** Extracted information **
————————

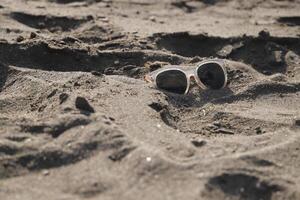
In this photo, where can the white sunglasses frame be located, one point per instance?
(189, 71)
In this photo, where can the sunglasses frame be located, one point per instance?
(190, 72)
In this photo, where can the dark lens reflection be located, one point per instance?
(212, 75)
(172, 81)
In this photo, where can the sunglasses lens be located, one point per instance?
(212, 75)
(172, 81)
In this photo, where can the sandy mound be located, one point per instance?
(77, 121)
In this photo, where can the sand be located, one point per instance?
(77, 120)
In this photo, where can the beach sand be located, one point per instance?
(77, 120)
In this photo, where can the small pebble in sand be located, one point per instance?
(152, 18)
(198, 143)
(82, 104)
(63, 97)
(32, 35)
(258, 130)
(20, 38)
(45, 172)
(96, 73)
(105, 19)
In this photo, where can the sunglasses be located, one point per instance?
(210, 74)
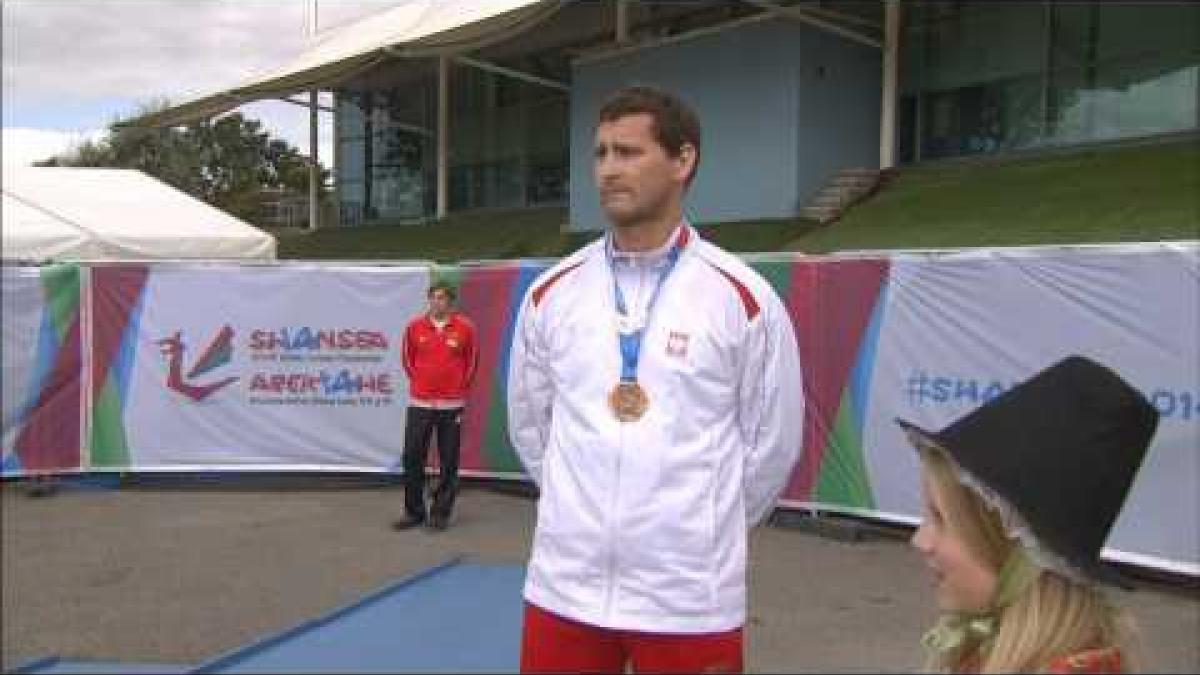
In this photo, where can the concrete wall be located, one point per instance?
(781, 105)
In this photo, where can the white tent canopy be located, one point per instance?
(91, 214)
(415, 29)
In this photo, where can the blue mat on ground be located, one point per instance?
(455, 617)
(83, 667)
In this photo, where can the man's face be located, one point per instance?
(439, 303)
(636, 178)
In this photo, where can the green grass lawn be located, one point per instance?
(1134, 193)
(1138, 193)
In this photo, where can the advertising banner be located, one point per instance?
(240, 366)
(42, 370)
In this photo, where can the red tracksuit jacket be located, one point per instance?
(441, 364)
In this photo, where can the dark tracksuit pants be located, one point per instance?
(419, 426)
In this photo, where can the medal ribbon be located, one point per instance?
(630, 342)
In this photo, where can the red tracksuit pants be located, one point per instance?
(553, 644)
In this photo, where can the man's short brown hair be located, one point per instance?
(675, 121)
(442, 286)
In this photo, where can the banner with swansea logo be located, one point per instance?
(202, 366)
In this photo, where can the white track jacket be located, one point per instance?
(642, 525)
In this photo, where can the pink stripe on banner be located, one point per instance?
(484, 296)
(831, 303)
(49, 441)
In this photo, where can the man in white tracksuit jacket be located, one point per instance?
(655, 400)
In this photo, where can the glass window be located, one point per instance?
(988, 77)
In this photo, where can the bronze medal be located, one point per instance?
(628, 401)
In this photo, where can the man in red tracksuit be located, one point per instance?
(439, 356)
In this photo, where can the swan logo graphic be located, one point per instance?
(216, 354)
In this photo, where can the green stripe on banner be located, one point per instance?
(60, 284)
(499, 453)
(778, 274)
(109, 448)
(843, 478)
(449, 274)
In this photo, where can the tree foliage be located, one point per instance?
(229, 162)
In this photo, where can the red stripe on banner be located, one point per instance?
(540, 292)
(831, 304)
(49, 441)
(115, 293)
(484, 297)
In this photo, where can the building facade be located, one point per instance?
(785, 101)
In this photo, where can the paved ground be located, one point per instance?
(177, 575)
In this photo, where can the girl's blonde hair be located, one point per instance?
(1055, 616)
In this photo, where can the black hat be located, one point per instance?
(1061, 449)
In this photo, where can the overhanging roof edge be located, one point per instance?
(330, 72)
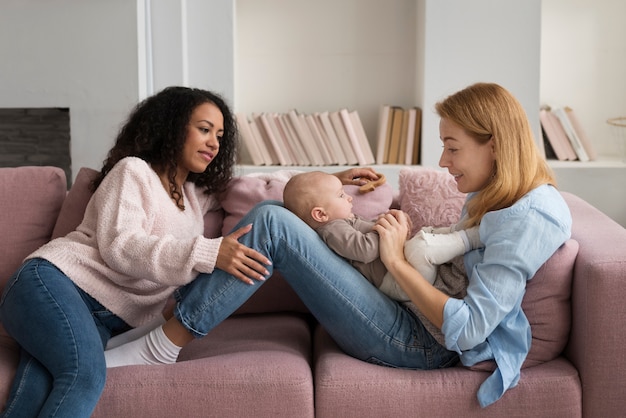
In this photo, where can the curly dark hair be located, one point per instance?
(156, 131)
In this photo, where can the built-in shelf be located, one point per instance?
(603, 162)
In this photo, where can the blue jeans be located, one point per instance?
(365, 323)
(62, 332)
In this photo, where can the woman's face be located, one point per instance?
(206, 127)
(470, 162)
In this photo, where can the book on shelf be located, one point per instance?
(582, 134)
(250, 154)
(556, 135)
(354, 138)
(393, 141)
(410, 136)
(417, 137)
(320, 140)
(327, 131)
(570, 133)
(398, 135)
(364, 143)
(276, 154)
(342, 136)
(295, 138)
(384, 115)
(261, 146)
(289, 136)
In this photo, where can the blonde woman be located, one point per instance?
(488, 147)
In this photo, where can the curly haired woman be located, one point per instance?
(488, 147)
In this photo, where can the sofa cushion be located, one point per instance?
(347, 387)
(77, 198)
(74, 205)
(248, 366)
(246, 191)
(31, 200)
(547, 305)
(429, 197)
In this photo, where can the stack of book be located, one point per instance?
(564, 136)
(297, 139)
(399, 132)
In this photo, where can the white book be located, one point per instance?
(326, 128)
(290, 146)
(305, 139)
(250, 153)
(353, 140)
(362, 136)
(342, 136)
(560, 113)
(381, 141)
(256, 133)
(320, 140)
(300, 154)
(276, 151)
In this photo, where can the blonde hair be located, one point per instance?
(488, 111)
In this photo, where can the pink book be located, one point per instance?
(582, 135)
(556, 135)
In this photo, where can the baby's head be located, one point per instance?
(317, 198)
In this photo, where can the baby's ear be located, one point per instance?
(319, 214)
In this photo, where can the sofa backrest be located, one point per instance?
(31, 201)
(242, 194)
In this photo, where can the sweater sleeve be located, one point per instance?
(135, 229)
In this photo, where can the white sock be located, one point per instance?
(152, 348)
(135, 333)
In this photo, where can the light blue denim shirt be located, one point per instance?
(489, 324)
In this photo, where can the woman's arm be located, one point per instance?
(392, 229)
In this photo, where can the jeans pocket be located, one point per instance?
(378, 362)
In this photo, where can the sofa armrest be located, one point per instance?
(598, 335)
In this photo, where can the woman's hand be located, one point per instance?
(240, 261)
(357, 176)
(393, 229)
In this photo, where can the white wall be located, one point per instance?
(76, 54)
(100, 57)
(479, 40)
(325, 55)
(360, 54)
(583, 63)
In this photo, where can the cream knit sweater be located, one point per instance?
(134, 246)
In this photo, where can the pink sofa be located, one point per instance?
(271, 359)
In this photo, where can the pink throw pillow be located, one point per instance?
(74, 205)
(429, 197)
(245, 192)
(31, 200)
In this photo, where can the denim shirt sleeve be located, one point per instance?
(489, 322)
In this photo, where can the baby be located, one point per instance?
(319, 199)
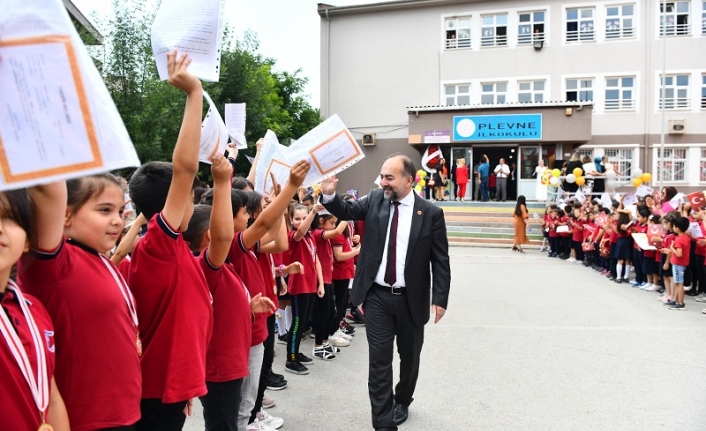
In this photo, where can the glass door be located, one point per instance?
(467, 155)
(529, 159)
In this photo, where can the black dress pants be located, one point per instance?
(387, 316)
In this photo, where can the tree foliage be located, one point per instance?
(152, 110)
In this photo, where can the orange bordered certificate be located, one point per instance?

————————

** To do **
Whenever a picture appears in the listing, leave it out; copy everything else exactly.

** Your response **
In this photo, where can the white sunglasses frame be located, one point per instance?
(189, 71)
In this photo, where can the sunglasses frame be located, one point per instance?
(190, 72)
In this photo, where can the dark lens reflection be located, one point per instance?
(212, 75)
(172, 81)
In this photo, where can the sunglasses lens be located, one point per instance?
(212, 75)
(172, 81)
In this photo, where can the sandy mound be located, one point per instance?
(77, 121)
In this photo, where can the sand be located, one point per instance?
(77, 120)
In this photo, where can the beach sand be located, one point per instance?
(77, 120)
In this photo, where can the small pebble in sand be located, one point per instance?
(152, 18)
(198, 143)
(82, 104)
(63, 97)
(32, 35)
(258, 130)
(20, 38)
(45, 172)
(96, 73)
(105, 19)
In this photo, where can the sunglasses be located, one point per instance?
(210, 74)
In this photo, where can the concrete wall be located, one point per instance?
(781, 105)
In this photo, where can the white tent canopy be located, one point per instance?
(91, 214)
(415, 29)
In this photo, where can the blue mat on ground be located, one point per instance?
(455, 617)
(83, 667)
In this photo, where can the man's face be located, one point per instance?
(439, 303)
(636, 178)
In this photo, where can the green grass lawn be located, one point per instance?
(1134, 193)
(1138, 193)
In this photo, where can the advertising banner be located, one point per instance?
(240, 366)
(42, 370)
In this photo, where can the red tracksuit jacket be located, one point per instance?
(441, 364)
In this photo, where can the dark tracksuit pants be located, one point per instance?
(419, 426)
In this photo, where can the medal ribbon be located, one point per instance?
(630, 342)
In this photo, where can the red tracksuit pants be located, one point per instance?
(553, 644)
In this photo, where can the man's short brown hair be located, one point per instance?
(675, 121)
(442, 286)
In this photo, where can the banner with swansea logo be located, one point per instance?
(202, 366)
In this photo, where can the white track jacket be located, one point per instance?
(642, 525)
In this photo, where can the pink stripe on banner be located, one point per instance?
(484, 296)
(831, 303)
(49, 441)
In this photo, where can the man in white tracksuit jacket be located, one point per instance?
(655, 400)
In this photo, where can the glass window be located, one point per instance?
(988, 77)
In this photo, where can the bronze medal be located, one point per instance?
(628, 401)
In this photo, where can the man in red tracksuit be located, one point per instance?
(439, 356)
In this photo, where can the swan logo graphic be located, one point per instance?
(216, 354)
In this photo, where can the green stripe on banner be located, one point per instance?
(60, 284)
(499, 453)
(778, 274)
(109, 448)
(843, 478)
(449, 274)
In this photo, where can the tree foliage be located, one point per instance?
(229, 162)
In this photo, where can the red stripe on banner be located, one point per instance?
(540, 292)
(831, 304)
(49, 441)
(115, 293)
(484, 297)
In this photo, where can the building facade be located, one point per instance?
(785, 101)
In this photo, where can the paved ground be located, one point per instance?
(177, 575)
In this photo, where can the girl's blonde hair be located, one point per instance?
(1055, 616)
In this photo, where can the black hat be located, one point per instance?
(1061, 449)
In this photo, where can the overhanging roof edge be located, one point per instance?
(330, 72)
In this photo, where can the curly dark hair be located, one point per instance?
(156, 131)
In this photo, where can the built-in shelf be located, one point per instance?
(603, 162)
In this photo, where can the blue jeans be located, one point per instance?
(365, 323)
(62, 332)
In this photo, where can the woman's face be located, one point per instance?
(206, 127)
(470, 162)
In this photo, where can the book on shelf be located, one point per instance?
(582, 134)
(250, 154)
(556, 135)
(354, 138)
(393, 141)
(410, 136)
(417, 137)
(320, 140)
(327, 131)
(570, 133)
(398, 135)
(364, 143)
(276, 154)
(342, 136)
(295, 138)
(384, 115)
(261, 146)
(289, 136)
In this photo, where can the blonde woman be located, one point per instance?
(488, 147)
In this photo, where can the curly haired woman be located, one point per instance?
(488, 147)
In this photo, where can the sofa cushion be located, one point per instance?
(347, 387)
(77, 198)
(74, 205)
(248, 366)
(246, 191)
(31, 200)
(547, 305)
(429, 197)
In this photo, where can the stack of book be located, one point per instance?
(564, 136)
(297, 139)
(399, 132)
In this photo, where can the white book be located, one point per instance?
(326, 128)
(290, 146)
(305, 139)
(250, 153)
(353, 140)
(362, 136)
(342, 136)
(560, 113)
(381, 141)
(256, 133)
(320, 140)
(300, 154)
(276, 151)
In this photo, where can the blonde hair be located, one point per instance?
(488, 111)
In this photo, where can the pink book be located, one point per instance?
(582, 135)
(556, 135)
In this photo, where can the baby's head be located, one point per instance?
(317, 198)
In this photo, where can the baby's ear be located, one point per instance?
(319, 214)
In this photo, where can the sofa backrest be located, one point per instance?
(31, 201)
(242, 194)
In this photo, where can the sweater sleeve be located, one point per instance?
(135, 229)
In this photo, where can the white sock be located, one point per instance?
(152, 348)
(135, 333)
In this photo, where can the light blue denim shirt be located, one point per instance?
(489, 324)
In this photo, where can the woman's arm be located, one point per instance?
(392, 229)
In this photo, where can the jeans pocket be located, one point per instance?
(378, 362)
In this photo, where can the sofa armrest be located, one point per instance?
(598, 335)
In this photo, where can the woman's hand be located, one point per instance?
(240, 261)
(357, 176)
(393, 229)
In this photo, where can the white wall be located, one point per instance?
(76, 54)
(100, 57)
(479, 40)
(325, 55)
(360, 54)
(583, 63)
In this photo, where can the cream knit sweater be located, one point per instance?
(134, 246)
In this photo, where can the pink sofa be located, one point per instance?
(271, 359)
In this photo, where can the pink throw pillow be located, one point per instance?
(74, 205)
(429, 197)
(245, 192)
(31, 200)
In this photo, where can the denim shirt sleeve be located, one point per instance?
(489, 322)
In this photo, where can the baby be located, one point per instance?
(319, 199)
In this photo, where can the glass door be located, one point per instance?
(467, 155)
(529, 159)
In this photo, where can the black dress pants be located, one point per instance?
(387, 316)
In this photo, where can the tree foliage be located, one point per instance?
(152, 110)
In this photo, where can the orange bordered certificate be located, one point per instance?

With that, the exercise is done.